YOUR INSTRUCTIONS:
Can you retype the Rock Against Drugs article word for word from "The first group" to "de Kamp said."?

The rebelliousness of rock music is one of its major appeals, and a new campaign by the state attorney general's office will attempt to use that spirit to get teen-agers to rebel against drugs, officials announced Tuesday.
The campaign, called Rock Against Drugs, will use rock stars in music video-like public service announcements for broadcast on cable's MTV, national and local television stations and in theaters, Atty. Gen. John Van de Kamp told a press conference at his Wilshire District offices.
Record producer Danny Goldberg, who will produce the spots for Van de Kamp's office, said Gene Simmons of the rock group Kiss; Belinda Carlisle, former lead singer of the Go-Go's, and Steve Jones, former lead guitarist with the Sex Pistols, have agreed to participate.
Goldberg, who manages the musical careers of Carlisle and "Miami Vice's" Don Johnson, among others, said he wants to do something other anti-drug campaigns have not--use artists, such as heavy metal acts, who appeal to the rebellious spirit of teen-agers.
"Heavy metal is one of the types of music that particularly appeals to teen-agers and especially teen-aged males," he said. "And if you want to reach that audience, that's the language that they trust and they speak."
Goldberg said he wants the spots for the new campaign to convey the type of energy, arrogance and defiance that typifies rock 'n' roll.
"Those attitudes have to be turned against drugs as well as against authority figures who they may resent," he said.
Van de Kamp agreed.
"If we can . . . get them to understand that saying 'no' to drugs is simply rebelling against their parents and the generations of the past, we'd make it an enormous success," he said.
Van de Kamp also unveiled a soft rock anti-drug television spot, produced in English and Spanish, that will be distributed to MTV, television stations and theaters as part of the existing Be an Original campaign.
The spots, done in the polished style and flashy colors of Lionel Richie's "All Night Long" video, feature a teen-age girl skateboarding around a city neighborhood to the refrain of "Don't let a friend push you into taking drugs. You've got the right to say 'No.' "
The first group of spots from the Be an Original campaign urged youngsters not to ride with a drinking driver and received millions of dollars worth of free air play on MTV and TV stations, Van de Kamp said.
He said a statewide survey sponsored by his office earlier this year showed that more than half of California's teen-agers experimented with illegal drugs by the middle of their junior year in high school.

INFORMATION:

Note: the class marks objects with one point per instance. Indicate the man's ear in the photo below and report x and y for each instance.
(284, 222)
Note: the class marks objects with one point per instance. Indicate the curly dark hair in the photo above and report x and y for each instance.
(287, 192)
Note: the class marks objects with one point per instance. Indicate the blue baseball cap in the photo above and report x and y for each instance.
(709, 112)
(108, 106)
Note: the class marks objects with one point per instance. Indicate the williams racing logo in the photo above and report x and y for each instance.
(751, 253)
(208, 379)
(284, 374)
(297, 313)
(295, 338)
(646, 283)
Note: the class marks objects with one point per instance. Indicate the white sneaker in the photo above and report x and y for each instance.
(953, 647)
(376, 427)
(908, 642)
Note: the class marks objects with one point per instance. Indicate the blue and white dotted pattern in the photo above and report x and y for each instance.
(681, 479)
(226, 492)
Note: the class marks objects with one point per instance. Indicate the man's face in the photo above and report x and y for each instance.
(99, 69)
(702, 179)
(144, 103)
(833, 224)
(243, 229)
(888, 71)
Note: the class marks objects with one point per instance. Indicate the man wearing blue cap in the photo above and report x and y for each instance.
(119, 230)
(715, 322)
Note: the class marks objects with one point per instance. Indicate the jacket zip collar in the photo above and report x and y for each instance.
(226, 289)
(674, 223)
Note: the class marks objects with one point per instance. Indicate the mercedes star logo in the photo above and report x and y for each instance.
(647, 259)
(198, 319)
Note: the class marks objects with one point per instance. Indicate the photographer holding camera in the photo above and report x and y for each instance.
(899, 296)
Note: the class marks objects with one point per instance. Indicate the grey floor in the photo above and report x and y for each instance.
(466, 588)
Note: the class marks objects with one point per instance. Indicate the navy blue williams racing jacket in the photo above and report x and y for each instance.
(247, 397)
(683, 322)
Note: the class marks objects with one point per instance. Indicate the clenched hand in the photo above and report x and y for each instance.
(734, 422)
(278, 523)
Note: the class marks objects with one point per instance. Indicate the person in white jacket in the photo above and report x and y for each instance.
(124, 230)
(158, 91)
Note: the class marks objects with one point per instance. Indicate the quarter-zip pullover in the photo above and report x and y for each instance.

THE COMPLETED TASK:
The first group of spots from the Be an Original campaign urged youngsters not to ride with a drinking driver and received millions of dollars worth of free air play on MTV and TV stations, Van de Kamp said.